▶ _Exercise_:
Write out these lines word for word, omitting the pictures from your copy.

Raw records
⟨

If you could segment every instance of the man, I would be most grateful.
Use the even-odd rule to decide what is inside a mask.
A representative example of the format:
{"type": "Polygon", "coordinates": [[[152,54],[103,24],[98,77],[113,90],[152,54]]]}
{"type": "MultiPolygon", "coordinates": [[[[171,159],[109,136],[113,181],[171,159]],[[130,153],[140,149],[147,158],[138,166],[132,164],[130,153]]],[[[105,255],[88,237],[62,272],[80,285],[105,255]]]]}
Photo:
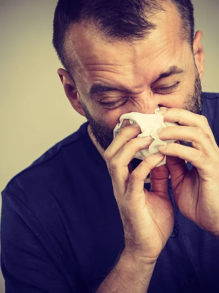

⟩

▶ _Worked answer_:
If you could segment every instance of the man, I would be most grateful.
Use the even-odd rule to decide what is inside a mask.
A representative example of the format:
{"type": "Polygon", "coordinates": [[[152,54],[103,24],[98,77],[113,90],[152,54]]]}
{"type": "MultiPolygon", "coordinates": [[[[171,159],[109,136],[113,181],[171,159]],[[130,153],[140,149],[147,158],[138,166],[132,164],[130,153]]],[[[105,255],[88,237],[62,272],[80,285],[105,255]]]]}
Photo:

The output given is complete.